BEGIN Records shown
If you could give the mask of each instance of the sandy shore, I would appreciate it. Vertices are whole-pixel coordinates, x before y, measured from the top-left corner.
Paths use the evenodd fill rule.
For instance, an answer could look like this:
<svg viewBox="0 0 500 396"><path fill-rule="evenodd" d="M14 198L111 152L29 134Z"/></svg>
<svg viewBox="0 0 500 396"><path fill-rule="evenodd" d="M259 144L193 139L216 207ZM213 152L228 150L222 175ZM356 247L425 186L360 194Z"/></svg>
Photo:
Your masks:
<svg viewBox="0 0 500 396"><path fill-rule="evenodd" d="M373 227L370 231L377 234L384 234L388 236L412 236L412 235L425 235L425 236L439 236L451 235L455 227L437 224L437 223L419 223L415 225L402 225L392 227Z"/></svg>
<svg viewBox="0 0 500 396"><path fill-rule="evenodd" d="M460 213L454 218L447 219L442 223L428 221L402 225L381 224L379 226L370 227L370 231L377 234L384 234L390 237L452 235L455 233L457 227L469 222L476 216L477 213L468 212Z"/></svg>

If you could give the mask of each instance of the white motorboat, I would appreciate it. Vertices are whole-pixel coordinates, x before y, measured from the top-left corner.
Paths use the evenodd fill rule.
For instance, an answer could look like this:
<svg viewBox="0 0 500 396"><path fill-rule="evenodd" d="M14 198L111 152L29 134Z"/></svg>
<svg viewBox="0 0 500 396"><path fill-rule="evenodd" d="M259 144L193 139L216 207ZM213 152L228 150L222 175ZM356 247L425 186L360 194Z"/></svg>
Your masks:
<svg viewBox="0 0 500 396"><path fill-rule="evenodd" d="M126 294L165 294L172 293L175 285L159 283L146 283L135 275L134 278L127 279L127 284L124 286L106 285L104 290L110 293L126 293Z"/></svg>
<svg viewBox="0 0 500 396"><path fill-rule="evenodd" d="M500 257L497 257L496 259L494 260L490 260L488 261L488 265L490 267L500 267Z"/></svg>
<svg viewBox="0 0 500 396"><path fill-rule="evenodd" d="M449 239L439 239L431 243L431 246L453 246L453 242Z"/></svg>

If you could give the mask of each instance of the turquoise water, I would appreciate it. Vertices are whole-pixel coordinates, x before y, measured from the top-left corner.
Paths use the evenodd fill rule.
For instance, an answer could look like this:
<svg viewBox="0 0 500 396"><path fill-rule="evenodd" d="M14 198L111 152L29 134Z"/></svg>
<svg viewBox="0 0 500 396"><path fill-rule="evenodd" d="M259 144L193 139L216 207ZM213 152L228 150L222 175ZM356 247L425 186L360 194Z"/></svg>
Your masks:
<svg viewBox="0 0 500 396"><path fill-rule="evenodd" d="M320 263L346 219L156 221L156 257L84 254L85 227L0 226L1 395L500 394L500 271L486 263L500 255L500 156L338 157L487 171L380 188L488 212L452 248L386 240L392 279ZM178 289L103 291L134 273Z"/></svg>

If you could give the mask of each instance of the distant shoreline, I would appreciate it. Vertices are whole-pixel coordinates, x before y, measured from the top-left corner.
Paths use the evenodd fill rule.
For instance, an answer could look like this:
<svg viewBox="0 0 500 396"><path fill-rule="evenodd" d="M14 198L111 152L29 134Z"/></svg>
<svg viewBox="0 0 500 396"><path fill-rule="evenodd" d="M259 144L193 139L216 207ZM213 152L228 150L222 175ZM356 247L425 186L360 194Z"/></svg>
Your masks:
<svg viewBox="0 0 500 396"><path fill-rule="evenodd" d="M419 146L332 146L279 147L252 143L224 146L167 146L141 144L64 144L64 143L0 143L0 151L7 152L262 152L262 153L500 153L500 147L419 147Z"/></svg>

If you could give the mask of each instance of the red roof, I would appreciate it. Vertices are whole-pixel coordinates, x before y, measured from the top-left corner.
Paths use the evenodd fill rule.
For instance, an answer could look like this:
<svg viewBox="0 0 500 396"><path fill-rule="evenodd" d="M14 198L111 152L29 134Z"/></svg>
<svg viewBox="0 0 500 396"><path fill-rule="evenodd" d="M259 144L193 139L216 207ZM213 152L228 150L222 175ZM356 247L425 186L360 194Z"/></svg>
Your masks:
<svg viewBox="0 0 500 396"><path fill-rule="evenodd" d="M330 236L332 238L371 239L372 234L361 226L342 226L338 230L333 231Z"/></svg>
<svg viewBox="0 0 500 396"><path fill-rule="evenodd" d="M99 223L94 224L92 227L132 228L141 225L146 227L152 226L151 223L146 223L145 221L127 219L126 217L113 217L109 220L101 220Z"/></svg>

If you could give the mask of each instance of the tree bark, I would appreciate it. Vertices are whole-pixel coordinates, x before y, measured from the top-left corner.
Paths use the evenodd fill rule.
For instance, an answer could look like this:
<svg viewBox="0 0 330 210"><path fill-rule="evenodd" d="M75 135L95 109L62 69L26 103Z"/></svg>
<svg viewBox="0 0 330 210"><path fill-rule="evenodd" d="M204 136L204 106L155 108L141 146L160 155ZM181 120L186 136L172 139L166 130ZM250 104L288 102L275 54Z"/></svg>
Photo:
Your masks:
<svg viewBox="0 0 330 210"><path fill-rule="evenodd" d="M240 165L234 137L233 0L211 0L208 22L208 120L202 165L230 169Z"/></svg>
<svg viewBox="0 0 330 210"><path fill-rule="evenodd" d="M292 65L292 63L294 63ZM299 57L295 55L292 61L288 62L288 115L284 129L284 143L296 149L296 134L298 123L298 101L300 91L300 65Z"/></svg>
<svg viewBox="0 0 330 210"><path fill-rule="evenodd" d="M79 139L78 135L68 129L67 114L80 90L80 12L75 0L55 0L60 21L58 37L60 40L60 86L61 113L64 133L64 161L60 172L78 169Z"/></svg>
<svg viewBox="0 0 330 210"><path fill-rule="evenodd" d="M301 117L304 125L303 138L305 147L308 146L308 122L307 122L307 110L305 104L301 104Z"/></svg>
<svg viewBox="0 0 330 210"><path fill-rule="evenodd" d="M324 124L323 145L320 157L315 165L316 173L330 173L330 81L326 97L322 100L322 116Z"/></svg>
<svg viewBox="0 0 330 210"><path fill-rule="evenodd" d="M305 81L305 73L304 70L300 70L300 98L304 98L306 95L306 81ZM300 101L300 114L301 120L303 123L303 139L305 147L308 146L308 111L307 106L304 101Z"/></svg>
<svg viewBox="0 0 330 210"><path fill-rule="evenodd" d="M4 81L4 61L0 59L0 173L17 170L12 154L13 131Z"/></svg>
END Records shown
**Work instructions**.
Exactly as they appear, output the line holding "136L204 106L155 108L141" and all lines after it through the end of the listing above, and only those.

**Exercise answer**.
<svg viewBox="0 0 330 210"><path fill-rule="evenodd" d="M204 136L204 106L155 108L141 146L160 155ZM181 120L186 136L172 139L166 130ZM250 104L288 102L275 54Z"/></svg>
Photo:
Your masks:
<svg viewBox="0 0 330 210"><path fill-rule="evenodd" d="M240 165L234 137L233 0L211 0L208 22L208 120L202 165L230 169Z"/></svg>
<svg viewBox="0 0 330 210"><path fill-rule="evenodd" d="M292 65L292 63L294 63ZM299 57L295 55L292 61L288 62L288 115L284 129L284 143L296 149L296 134L298 123L298 101L300 91L300 65Z"/></svg>
<svg viewBox="0 0 330 210"><path fill-rule="evenodd" d="M79 139L78 135L68 129L67 114L80 90L80 12L75 0L55 0L60 21L58 37L60 40L60 86L61 113L64 133L64 161L60 172L78 169Z"/></svg>
<svg viewBox="0 0 330 210"><path fill-rule="evenodd" d="M301 117L304 125L303 138L305 147L308 146L308 122L307 122L307 110L305 104L301 104Z"/></svg>
<svg viewBox="0 0 330 210"><path fill-rule="evenodd" d="M324 124L323 145L320 157L315 165L316 173L330 173L330 81L326 97L322 100L322 116Z"/></svg>
<svg viewBox="0 0 330 210"><path fill-rule="evenodd" d="M305 81L305 73L304 70L300 70L300 98L304 98L306 95L306 81ZM300 101L300 114L301 120L303 123L303 139L305 147L308 146L308 111L307 106L304 101Z"/></svg>
<svg viewBox="0 0 330 210"><path fill-rule="evenodd" d="M4 81L4 61L0 59L0 173L17 170L12 154L13 131Z"/></svg>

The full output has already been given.